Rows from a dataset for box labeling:
========

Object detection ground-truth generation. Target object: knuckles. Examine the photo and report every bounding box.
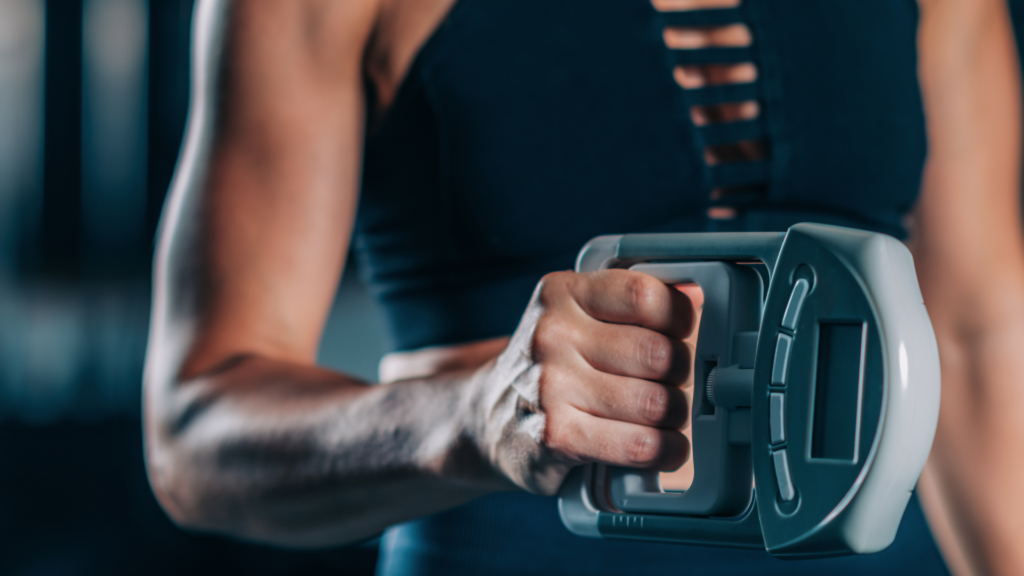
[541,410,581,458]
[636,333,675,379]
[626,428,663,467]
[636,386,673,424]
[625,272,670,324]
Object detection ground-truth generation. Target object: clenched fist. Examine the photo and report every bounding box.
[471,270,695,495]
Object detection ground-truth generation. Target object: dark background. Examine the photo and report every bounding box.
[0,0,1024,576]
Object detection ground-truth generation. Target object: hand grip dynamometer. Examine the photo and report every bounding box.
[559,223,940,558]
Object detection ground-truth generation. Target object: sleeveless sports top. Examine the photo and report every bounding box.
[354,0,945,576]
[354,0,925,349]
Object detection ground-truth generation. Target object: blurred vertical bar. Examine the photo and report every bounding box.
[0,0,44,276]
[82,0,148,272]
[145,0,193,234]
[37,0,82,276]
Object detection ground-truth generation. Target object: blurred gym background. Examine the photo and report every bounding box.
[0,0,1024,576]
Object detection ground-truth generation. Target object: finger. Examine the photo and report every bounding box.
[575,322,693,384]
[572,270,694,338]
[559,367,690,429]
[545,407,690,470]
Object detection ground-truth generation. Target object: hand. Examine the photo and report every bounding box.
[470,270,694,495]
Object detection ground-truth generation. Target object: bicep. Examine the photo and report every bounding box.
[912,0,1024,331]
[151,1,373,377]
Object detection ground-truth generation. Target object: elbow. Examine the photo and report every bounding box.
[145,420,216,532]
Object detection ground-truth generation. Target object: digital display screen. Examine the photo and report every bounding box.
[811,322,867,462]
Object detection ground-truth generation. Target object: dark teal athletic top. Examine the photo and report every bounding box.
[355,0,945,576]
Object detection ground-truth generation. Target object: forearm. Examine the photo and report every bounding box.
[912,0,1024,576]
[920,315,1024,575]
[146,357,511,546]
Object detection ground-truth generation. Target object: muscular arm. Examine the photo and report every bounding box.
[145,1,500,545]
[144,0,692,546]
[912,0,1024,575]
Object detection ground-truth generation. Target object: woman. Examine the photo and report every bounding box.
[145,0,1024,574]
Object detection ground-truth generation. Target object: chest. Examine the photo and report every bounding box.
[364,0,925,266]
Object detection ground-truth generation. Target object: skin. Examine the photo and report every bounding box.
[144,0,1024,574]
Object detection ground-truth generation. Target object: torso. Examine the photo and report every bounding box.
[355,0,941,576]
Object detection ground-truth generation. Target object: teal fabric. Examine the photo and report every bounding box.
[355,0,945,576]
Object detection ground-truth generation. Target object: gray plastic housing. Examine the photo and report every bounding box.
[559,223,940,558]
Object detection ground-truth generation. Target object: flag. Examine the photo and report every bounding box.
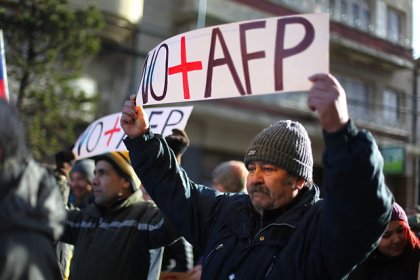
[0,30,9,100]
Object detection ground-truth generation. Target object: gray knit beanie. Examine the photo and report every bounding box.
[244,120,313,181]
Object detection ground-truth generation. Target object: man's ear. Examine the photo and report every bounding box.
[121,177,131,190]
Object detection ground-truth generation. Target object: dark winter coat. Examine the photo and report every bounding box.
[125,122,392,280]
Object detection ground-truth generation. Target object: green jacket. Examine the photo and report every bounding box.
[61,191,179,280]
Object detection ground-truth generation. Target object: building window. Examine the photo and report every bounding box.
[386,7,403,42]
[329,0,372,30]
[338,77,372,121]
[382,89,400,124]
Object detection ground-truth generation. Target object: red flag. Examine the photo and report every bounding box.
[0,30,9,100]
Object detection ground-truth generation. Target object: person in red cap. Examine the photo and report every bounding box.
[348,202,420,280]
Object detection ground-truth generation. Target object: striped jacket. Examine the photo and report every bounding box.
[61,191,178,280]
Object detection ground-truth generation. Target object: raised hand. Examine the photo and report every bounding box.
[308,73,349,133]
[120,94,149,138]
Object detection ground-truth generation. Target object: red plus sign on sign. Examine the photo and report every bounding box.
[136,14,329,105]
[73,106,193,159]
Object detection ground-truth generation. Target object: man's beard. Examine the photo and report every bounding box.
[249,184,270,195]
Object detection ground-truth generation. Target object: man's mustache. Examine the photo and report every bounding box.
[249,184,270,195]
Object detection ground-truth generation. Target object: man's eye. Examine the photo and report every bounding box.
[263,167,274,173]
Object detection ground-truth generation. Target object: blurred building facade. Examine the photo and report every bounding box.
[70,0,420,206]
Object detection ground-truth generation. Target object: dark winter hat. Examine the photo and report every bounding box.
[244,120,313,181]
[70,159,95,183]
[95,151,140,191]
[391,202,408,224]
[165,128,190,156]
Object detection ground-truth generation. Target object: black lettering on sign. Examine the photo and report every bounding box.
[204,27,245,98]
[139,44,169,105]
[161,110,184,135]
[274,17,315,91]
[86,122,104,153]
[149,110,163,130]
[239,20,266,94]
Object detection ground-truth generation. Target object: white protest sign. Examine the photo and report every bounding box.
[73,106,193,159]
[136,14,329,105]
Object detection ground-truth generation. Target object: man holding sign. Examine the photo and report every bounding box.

========

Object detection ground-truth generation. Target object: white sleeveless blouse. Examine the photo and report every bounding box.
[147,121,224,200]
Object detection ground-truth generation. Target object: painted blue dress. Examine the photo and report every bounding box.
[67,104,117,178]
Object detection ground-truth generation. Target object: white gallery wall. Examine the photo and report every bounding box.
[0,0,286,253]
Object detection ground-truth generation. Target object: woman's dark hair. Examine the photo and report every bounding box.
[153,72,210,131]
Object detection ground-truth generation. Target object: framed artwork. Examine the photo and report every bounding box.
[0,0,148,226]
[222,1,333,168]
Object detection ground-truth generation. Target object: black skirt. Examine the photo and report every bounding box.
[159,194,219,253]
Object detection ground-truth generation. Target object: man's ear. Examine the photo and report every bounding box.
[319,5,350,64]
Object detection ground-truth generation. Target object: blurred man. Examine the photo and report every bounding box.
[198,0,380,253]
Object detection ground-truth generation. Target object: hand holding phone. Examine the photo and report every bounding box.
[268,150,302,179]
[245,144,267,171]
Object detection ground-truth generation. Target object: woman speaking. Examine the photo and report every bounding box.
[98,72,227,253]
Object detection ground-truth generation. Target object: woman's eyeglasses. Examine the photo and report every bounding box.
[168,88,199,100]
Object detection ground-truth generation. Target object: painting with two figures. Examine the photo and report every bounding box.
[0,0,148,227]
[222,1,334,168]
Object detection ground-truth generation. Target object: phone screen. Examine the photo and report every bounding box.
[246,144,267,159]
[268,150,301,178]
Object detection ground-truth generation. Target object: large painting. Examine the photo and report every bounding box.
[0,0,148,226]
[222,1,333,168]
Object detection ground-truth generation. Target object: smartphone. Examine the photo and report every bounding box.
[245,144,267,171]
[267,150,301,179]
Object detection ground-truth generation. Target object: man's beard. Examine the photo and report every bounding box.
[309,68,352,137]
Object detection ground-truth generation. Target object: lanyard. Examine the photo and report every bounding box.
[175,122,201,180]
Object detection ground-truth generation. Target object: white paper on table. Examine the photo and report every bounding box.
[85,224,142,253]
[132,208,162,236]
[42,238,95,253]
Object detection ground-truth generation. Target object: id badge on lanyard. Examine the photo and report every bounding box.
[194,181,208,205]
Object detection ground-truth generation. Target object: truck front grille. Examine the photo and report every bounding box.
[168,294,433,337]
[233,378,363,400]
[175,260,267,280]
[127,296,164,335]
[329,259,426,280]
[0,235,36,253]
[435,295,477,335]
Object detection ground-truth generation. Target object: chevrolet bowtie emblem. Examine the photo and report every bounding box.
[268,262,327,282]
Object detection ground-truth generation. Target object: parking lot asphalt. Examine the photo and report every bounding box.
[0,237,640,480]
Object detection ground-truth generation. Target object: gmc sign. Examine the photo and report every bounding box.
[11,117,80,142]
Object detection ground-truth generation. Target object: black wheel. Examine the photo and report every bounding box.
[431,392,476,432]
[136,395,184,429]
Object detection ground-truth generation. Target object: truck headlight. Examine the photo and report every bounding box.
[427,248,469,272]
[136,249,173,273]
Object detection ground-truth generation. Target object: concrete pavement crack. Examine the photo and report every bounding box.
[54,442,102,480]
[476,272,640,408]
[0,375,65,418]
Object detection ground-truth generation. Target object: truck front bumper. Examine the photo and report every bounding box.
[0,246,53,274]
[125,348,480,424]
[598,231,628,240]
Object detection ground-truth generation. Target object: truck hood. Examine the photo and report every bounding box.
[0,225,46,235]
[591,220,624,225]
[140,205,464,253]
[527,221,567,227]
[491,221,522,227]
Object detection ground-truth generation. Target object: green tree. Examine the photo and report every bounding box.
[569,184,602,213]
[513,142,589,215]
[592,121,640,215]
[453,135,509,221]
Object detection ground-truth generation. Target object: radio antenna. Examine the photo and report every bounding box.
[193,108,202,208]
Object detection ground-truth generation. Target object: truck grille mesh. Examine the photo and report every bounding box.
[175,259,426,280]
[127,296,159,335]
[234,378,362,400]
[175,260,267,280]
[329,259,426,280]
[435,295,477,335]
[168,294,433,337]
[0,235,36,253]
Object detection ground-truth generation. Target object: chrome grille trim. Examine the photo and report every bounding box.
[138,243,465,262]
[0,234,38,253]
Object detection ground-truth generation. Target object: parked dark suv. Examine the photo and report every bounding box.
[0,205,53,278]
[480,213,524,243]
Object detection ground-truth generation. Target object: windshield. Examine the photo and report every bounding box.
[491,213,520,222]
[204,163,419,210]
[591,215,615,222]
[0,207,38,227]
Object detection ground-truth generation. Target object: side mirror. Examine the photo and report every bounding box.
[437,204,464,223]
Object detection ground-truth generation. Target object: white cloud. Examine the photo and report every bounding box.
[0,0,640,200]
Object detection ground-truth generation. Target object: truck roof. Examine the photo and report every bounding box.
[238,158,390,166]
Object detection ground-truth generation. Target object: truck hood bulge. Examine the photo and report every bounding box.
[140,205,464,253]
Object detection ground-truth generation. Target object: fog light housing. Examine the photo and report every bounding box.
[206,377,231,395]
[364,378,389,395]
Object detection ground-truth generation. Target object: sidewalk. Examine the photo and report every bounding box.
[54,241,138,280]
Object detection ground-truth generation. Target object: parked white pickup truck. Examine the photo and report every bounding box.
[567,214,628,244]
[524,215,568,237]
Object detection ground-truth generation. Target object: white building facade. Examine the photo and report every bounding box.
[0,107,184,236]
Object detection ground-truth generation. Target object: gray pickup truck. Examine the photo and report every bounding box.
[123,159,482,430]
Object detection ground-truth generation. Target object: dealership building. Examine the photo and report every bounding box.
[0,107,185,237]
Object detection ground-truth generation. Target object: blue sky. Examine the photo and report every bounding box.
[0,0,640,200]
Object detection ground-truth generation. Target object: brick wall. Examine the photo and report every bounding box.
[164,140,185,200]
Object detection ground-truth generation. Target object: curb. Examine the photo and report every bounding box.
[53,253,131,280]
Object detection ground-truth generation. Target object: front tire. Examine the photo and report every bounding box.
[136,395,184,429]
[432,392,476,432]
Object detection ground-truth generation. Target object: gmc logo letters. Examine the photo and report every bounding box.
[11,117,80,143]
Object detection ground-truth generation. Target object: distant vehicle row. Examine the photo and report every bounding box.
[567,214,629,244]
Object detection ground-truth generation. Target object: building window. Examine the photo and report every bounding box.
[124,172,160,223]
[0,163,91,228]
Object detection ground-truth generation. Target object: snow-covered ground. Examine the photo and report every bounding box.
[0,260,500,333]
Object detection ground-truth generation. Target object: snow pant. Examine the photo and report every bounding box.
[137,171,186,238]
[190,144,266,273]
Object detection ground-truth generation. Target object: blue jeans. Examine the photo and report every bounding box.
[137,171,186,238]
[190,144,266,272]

========

Format everything in the entries above, from the line containing "Object detection ground-truth generation. Target object: radio" down to the line containing "[193,108,202,208]", as a JSON list of strings, with one string per line and blank lines left out.

[
  "Object detection ground-truth generation. Target object: radio antenna. Examine the photo and report every bounding box.",
  "[193,108,202,208]"
]